Description of the task:
Take the line containing "Find the peaked" and all lines after it to the end of the records, and output them exactly.

Task data:

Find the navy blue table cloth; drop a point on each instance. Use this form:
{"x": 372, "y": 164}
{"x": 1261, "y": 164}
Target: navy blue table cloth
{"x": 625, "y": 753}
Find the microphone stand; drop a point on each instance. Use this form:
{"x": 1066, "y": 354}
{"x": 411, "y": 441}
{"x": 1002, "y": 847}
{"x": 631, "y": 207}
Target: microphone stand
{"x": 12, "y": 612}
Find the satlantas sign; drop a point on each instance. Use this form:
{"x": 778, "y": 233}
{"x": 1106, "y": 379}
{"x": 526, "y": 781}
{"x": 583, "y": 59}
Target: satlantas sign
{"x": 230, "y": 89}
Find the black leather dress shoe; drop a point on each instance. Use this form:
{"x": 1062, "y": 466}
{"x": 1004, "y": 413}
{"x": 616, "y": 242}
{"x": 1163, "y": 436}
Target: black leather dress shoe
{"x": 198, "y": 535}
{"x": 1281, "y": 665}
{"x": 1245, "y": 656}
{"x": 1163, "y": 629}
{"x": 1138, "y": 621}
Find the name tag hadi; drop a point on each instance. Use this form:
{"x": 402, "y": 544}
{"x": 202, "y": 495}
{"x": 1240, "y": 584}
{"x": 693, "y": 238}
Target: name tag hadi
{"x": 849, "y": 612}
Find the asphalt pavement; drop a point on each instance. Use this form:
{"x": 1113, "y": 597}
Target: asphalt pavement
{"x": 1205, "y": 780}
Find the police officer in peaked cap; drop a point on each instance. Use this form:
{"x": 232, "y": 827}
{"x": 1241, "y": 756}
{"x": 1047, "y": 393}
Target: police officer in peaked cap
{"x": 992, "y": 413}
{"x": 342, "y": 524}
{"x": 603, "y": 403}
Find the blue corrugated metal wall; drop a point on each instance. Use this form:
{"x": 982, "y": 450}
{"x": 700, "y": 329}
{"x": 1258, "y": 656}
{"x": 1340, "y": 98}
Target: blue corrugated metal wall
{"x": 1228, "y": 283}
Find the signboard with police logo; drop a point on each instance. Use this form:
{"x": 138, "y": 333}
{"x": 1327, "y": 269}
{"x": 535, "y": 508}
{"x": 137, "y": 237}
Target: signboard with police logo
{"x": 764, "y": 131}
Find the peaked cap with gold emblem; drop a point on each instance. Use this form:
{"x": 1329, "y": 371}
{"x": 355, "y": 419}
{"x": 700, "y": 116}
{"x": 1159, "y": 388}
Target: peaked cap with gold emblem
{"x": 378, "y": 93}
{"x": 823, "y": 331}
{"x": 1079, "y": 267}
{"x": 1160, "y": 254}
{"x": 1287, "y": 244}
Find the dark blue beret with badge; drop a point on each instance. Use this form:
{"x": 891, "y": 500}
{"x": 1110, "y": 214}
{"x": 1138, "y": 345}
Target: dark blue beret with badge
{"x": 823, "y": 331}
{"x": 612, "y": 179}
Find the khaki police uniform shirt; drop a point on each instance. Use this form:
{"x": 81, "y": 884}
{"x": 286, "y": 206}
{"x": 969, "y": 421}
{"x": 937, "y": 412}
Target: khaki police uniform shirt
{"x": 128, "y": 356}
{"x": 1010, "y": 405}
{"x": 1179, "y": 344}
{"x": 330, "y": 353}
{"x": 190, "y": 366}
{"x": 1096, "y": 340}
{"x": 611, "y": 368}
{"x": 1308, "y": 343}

Final answer:
Find the peaked cap with gold emblem; drop a point on each instance. Use this form:
{"x": 1329, "y": 371}
{"x": 355, "y": 419}
{"x": 700, "y": 116}
{"x": 1159, "y": 388}
Target: peaked cap with gold emblem
{"x": 378, "y": 93}
{"x": 823, "y": 331}
{"x": 1079, "y": 267}
{"x": 1160, "y": 254}
{"x": 1287, "y": 244}
Find the dark blue beret with badge; drop a point on each instance. Use this form:
{"x": 891, "y": 500}
{"x": 1110, "y": 214}
{"x": 1138, "y": 345}
Target: dark blue beret with badge
{"x": 823, "y": 331}
{"x": 612, "y": 179}
Find the khaki police uniform shirt; drop a point on each instance. Use this form:
{"x": 81, "y": 884}
{"x": 286, "y": 206}
{"x": 969, "y": 421}
{"x": 937, "y": 412}
Target: khaki police uniform shirt
{"x": 128, "y": 356}
{"x": 1010, "y": 405}
{"x": 1179, "y": 344}
{"x": 330, "y": 353}
{"x": 190, "y": 366}
{"x": 1096, "y": 340}
{"x": 611, "y": 368}
{"x": 1308, "y": 343}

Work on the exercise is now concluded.